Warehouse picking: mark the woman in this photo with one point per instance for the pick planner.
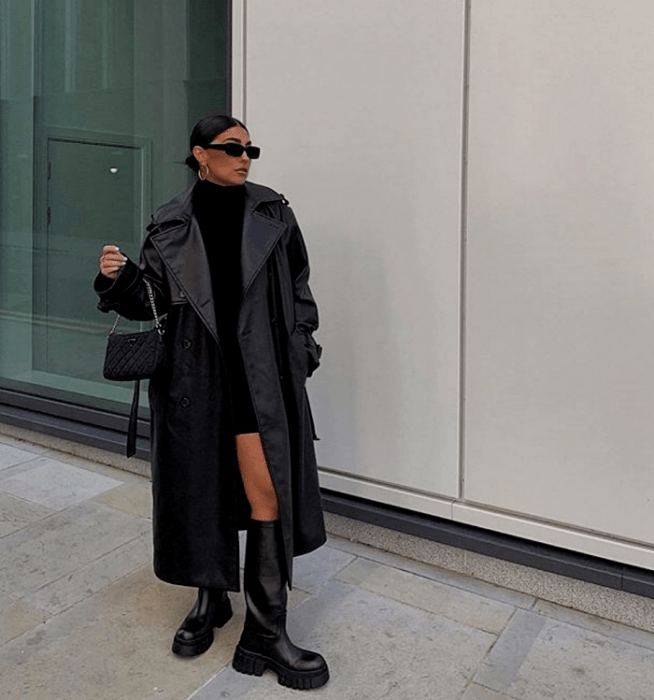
(232, 432)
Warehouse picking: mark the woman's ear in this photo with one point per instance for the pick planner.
(199, 154)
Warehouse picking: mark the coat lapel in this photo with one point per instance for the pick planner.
(260, 234)
(182, 248)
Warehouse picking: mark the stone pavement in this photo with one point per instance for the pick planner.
(82, 617)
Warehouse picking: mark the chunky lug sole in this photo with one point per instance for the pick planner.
(201, 643)
(254, 665)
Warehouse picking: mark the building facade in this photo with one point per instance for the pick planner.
(472, 179)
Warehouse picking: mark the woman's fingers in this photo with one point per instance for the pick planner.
(111, 261)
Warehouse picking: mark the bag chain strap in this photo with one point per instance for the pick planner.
(157, 322)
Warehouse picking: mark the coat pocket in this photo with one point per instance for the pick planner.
(313, 425)
(314, 351)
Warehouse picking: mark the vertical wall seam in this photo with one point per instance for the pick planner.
(463, 242)
(238, 58)
(244, 58)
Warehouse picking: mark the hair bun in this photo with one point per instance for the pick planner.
(192, 163)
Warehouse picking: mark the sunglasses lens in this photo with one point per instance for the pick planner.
(234, 149)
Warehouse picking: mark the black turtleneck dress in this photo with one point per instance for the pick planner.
(219, 211)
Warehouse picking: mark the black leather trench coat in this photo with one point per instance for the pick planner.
(198, 498)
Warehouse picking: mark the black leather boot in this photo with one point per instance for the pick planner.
(264, 642)
(211, 609)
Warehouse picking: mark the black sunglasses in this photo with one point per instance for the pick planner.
(236, 150)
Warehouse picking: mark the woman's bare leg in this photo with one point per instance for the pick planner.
(254, 470)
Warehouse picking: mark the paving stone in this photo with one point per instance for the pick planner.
(55, 484)
(478, 692)
(311, 571)
(10, 456)
(45, 551)
(357, 571)
(375, 647)
(16, 513)
(470, 609)
(120, 652)
(569, 662)
(503, 663)
(59, 595)
(16, 617)
(596, 624)
(450, 578)
(135, 499)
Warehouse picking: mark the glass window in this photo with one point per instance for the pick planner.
(97, 100)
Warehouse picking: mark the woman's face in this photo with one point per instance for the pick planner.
(220, 168)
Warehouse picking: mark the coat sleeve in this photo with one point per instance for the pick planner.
(306, 310)
(127, 294)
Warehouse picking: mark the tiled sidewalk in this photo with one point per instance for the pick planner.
(82, 616)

-=-=-

The task: Please rewrite all the rows above, replacing "pick planner" with "route planner" and keeping everything else the same. Leave the pictures out.

Result of this task:
Warehouse picking: mark the woman in this photo with one point per instance for the route planner.
(232, 432)
Warehouse picking: mark the woman's ear in this photo with one point per instance for the route planner.
(199, 154)
Warehouse picking: mark the coat lapel in this photo with one point per instance for the route planner.
(260, 234)
(182, 248)
Warehouse picking: mark the stone pavement in this photo with one point per instance for the route planner.
(82, 617)
Warehouse picking: mark the chunky lug sole in this photo with one point per instance for the route planner.
(201, 643)
(254, 665)
Warehouse picking: mark the building facade in this photo with one point per instance for the route planner.
(472, 179)
Warehouse picking: mark the woman's fingers in this photo with one point per instance for the route planner.
(111, 261)
Warehouse picking: mark the bag chain strap in this photo with one point per instance for the route planner.
(157, 322)
Warehouse picking: mark the coat pocket in this photo with one point per instance for the route planner.
(313, 425)
(314, 351)
Warehouse picking: mark the vertical wall seam in this photo with one point per instance for the route planner.
(463, 242)
(238, 58)
(244, 58)
Warehouse picking: mark the hair bun in this photo with one point per instance for the route planner.
(192, 163)
Warehouse picking: mark the sunglasses lens in this photo with one point per instance for the route planner.
(234, 149)
Warehouse picking: mark the black turtleneck dress in this photo with one point per instance for the route planner.
(219, 211)
Warehouse picking: mark the black leather trench coat in this photo with one point per instance for the route planner.
(198, 498)
Warehouse picking: mark the black leather boot in this photo with one point per instance for the route planner.
(264, 642)
(211, 609)
Warehouse picking: mark the black sunglasses in this photo with one point per instance for the route planner.
(236, 150)
Warehouse picking: mark the woman's bare leg in this photo with one point per instance for the route planner.
(254, 470)
Warehouse picking: mark the paving stone in this photo with one point per instance for the route planner.
(55, 484)
(478, 692)
(311, 571)
(10, 456)
(45, 551)
(357, 571)
(375, 647)
(16, 513)
(470, 609)
(120, 652)
(569, 662)
(503, 663)
(59, 595)
(16, 617)
(596, 624)
(450, 578)
(135, 499)
Warehouse picking: mark the glass window in this photo with one point per instance for the route planner.
(97, 100)
Warehouse picking: mark the woman's face in this photo with one point per instance for the route planner.
(220, 168)
Warehouse picking: mark the coat sleeve in this photo with one point per instance for the route planner.
(306, 310)
(127, 294)
Warehouse picking: mark the tiled sidewalk in this photo with one point per instance for the route planner.
(82, 616)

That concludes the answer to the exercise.